- Material to process:
- - - - -

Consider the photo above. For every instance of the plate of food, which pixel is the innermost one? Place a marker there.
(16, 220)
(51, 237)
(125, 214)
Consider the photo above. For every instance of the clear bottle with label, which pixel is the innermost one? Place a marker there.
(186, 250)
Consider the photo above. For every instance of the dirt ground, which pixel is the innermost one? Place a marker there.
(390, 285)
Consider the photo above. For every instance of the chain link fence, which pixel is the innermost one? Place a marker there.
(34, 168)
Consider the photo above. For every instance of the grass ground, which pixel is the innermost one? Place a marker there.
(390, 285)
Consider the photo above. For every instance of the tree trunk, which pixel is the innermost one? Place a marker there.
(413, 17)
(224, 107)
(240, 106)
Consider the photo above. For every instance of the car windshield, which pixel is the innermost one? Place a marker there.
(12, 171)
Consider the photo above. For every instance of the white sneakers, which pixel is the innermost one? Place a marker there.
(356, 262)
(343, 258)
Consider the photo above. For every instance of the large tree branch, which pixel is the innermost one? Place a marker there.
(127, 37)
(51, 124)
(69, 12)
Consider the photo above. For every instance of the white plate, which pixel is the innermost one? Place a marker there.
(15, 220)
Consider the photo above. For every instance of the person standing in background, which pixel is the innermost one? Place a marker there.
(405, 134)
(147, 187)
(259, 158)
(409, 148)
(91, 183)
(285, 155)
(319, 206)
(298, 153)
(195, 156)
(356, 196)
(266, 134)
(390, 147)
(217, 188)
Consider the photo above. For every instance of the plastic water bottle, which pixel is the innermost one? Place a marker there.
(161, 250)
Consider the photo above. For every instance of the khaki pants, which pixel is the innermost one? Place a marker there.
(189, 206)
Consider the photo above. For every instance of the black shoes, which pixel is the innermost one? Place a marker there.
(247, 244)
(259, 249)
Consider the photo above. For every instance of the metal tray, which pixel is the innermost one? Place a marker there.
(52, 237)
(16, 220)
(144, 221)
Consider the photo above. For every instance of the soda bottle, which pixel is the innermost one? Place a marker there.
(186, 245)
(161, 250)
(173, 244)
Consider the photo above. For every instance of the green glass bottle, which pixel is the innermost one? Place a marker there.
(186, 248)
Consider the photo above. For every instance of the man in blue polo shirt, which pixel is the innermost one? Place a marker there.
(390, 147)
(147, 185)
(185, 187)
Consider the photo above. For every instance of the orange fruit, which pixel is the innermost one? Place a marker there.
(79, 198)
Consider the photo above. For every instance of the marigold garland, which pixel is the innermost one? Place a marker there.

- - - - -

- Problem: Each line of the listing is to be reproduced verbatim.

- Response:
Consider the photo above. For every instance of the plate of food, which pixel is the innermost one? Place a marker there.
(16, 220)
(51, 237)
(125, 214)
Consider the photo above. For every instance of the clear bottle with label, which pixel is the innermost one? Place a marker there.
(186, 250)
Consider the photo above. For every instance of the dirt ground, which pixel is the innermost one? Place a marker there.
(390, 285)
Consider the photo above. For every instance of the chain link fence, which pixel is the innermost one? Place a marker there.
(34, 168)
Consider the photo above. For every instance of the grass ground, which pixel is the innermost one? Place a marker there.
(390, 285)
Consider the photo above. For every instance of the tree trunk, which pixel is the innermost one? Place a marker there.
(413, 17)
(224, 107)
(240, 106)
Consider the photo above. For every instance of the car windshield, which pixel is the innermost one? Place a marker there.
(12, 171)
Consider the photo above. For every instance of the white sneakers, which pixel is the innermost one? Place a marker there.
(356, 262)
(343, 258)
Consider the photo above. For every instance of the large tree branch, which pixel is the innermost one? Place a marker there.
(127, 37)
(51, 124)
(69, 12)
Consider the photo above. For every instance of the white plate, which pixel is the innermost one? Place a marker there.
(15, 220)
Consider the photo above. For every instance of the person standing in background, which pixel is the innermost one? Place a marker there.
(405, 134)
(147, 187)
(259, 158)
(409, 148)
(91, 183)
(285, 155)
(319, 206)
(298, 153)
(195, 156)
(356, 196)
(266, 134)
(390, 147)
(217, 188)
Consider the photo above. For every instance of the plastic water bottle, which pixel is the innermost one? Place a marker there.
(161, 250)
Consider the photo above. For every instance of the khaki pants, which pixel is the innermost one? Place a marker there.
(189, 206)
Consider the photo above. For every instance of the black shoes, which pixel is the innermost one? Place a marker there.
(247, 244)
(259, 249)
Consider the photo above. For every instance of the metal tray, which pixel is the innermost one? Place a marker there.
(52, 237)
(16, 220)
(144, 221)
Consider the photo above. For every instance of the soda bottle, which pixel is the innermost one? Place a marker there.
(186, 245)
(161, 250)
(173, 244)
Consider the photo above. For every instance of the green glass bottle, which pixel is the innermost one? Place a marker there.
(186, 248)
Consider the photo above. For every instance of the man in blue polo shirt, which pixel is the innermost one? Place a marker there.
(390, 147)
(147, 185)
(185, 187)
Consider the photo above. For every instance of the orange fruit, which pixel is the innermost one? Place a marker there.
(79, 198)
Consider the photo above. For every instance of the marigold garland, which pixel is the innermost one? Place a marker there.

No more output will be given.